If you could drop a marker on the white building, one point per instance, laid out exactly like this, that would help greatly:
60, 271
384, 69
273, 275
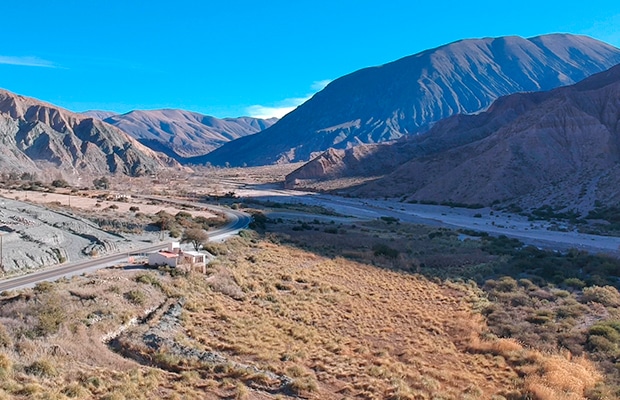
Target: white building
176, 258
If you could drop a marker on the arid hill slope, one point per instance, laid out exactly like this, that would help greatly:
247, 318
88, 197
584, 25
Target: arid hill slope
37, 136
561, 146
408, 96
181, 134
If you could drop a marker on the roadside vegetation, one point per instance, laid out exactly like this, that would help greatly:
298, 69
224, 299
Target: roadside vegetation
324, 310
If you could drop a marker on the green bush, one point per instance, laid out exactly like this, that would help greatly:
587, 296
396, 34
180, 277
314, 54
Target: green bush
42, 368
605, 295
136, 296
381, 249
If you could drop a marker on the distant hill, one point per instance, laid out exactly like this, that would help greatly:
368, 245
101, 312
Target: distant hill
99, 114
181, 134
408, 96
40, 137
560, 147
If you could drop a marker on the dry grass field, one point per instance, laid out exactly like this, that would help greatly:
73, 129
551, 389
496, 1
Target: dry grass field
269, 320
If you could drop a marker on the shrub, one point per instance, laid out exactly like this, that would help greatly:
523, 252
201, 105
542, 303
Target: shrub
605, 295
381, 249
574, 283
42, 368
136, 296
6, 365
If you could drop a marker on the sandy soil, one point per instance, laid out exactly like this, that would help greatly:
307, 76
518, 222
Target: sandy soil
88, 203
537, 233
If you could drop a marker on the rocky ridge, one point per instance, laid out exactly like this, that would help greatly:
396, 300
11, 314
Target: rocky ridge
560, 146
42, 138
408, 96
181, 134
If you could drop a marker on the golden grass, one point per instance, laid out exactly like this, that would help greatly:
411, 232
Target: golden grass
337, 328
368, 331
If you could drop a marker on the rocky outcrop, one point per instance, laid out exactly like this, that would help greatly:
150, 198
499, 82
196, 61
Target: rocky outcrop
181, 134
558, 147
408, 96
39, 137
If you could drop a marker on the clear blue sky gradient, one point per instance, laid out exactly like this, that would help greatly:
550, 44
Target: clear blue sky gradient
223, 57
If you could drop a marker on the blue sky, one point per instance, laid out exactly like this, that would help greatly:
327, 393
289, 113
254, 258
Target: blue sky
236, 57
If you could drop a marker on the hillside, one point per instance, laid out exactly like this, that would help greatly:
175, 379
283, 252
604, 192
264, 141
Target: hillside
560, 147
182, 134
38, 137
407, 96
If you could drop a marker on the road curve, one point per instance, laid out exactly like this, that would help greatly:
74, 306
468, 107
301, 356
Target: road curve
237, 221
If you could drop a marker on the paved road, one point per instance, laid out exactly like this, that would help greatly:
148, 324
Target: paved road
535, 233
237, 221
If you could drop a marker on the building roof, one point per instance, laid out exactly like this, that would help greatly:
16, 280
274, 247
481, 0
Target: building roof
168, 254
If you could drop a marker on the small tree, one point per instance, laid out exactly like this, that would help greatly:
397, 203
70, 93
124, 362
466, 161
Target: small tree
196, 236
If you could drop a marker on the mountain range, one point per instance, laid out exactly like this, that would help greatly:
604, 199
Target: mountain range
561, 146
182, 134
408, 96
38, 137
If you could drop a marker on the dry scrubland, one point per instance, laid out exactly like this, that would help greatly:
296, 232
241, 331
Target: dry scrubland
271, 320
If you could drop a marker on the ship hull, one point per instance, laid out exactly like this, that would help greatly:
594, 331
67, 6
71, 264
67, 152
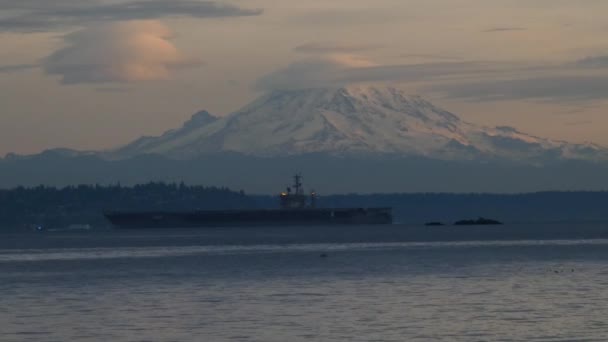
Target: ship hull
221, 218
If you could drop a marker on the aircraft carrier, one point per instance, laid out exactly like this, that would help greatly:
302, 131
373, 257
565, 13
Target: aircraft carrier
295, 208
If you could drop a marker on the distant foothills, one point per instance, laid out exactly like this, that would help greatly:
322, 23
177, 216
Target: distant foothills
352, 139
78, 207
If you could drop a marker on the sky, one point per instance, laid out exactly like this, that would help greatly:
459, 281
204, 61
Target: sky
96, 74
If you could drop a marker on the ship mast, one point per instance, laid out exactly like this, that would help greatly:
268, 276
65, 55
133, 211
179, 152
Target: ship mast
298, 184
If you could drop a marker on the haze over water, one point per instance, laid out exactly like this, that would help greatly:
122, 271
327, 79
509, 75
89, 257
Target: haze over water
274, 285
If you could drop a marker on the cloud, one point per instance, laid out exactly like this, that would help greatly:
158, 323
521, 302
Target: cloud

**YOUR ASSIGNMENT:**
Write out every line of the data that holds the word "cloud".

**SOLUTION BELOW:**
If you could drop a marker on the cloud, one point per instance, laid out exactly like this, that would help greatly:
Target: cloud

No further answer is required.